**Problem to solve**
Once the images are removed, repeat all of the entries exactly.

[Source data]
#####

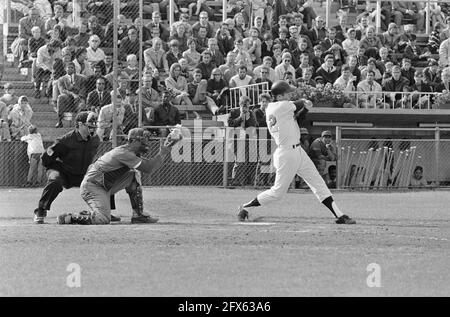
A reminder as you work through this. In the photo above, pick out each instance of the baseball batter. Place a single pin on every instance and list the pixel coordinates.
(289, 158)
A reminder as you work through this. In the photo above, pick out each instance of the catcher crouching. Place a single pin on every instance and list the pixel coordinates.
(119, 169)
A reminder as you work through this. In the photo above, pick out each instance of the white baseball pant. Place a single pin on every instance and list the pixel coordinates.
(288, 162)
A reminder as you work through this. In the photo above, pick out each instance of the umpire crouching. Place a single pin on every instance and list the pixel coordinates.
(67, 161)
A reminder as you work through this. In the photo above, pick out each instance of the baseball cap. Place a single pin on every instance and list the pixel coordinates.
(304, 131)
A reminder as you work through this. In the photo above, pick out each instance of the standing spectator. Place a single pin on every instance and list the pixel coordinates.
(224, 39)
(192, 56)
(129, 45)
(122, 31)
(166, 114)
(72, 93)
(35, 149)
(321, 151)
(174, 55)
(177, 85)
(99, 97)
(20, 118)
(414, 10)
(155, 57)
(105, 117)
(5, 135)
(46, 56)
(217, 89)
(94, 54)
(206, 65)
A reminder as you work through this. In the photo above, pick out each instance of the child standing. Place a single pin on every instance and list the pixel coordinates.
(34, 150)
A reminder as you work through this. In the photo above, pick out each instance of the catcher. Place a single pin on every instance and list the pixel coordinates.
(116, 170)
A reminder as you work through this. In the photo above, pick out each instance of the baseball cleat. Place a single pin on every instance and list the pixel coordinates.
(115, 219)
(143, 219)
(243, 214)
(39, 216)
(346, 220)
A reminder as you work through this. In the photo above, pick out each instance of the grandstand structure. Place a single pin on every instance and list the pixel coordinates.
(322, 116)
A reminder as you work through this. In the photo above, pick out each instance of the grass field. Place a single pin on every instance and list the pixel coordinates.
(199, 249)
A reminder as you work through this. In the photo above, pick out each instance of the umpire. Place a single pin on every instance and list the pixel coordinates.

#####

**Completed task**
A reminder as you work through this. In the photo above, pick out each instance of the baseball batter. Place a single pin on every instance and list the pixel coordinates.
(289, 158)
A reminder as you work through this. In the photo above, pick out each instance of the catcher crouching. Place a single pin on every instance and list the pixel coordinates.
(119, 169)
A reminder as you work through this. In the photo above, pick out each instance of the white baseball pant. Place a single pin on every instance and list the pixel coordinates.
(288, 162)
A reminder as you work through this. In the photo above, pick out each instance of the umpire crouching. Place a single pin on every instance and list the pixel coordinates.
(67, 161)
A reminder as you work through this. In the photo above, pick out each instance of the baseball cap. Place a single pin on every instance and list the pixel coordinates.
(304, 131)
A reminder as you work through this. In the photo above, pick out each instance of the standing spectator. Place a single pin on every instance and list the pixel coordinates.
(224, 39)
(192, 56)
(129, 45)
(122, 31)
(166, 114)
(72, 93)
(35, 149)
(321, 151)
(174, 55)
(177, 85)
(99, 97)
(20, 118)
(414, 10)
(155, 57)
(105, 117)
(5, 135)
(46, 56)
(217, 89)
(94, 54)
(206, 65)
A reminder as you work through this. In the photo above, pick out each instance of the child standing. Place a single pin on every instance and list the pixel coordinates.
(34, 150)
A reminder as you work through this. In the photo above, pick out each instance of the catcher. Place a single pin on every instance and list the pixel coordinates.
(116, 170)
A reminder as you work through this. In the photo above, pick out each instance of the baseball cleat. Place a single pin on every instance and list the pixel coordinates.
(115, 219)
(143, 219)
(243, 214)
(39, 216)
(346, 220)
A reminder as you work through this. In the photo above, pick out each instance of the grandstand structure. Place a single pin on every instance and list the pixel coordinates.
(322, 116)
A reminder as you work through this. In the photo above, pick out each instance of the grass field. Place a single pin on every instance and list the pixel coordinates.
(199, 249)
A reminder as you work through this. In the photo above, pick out each instance of the umpire. Place a single pin on every instance and list the pixel coordinates.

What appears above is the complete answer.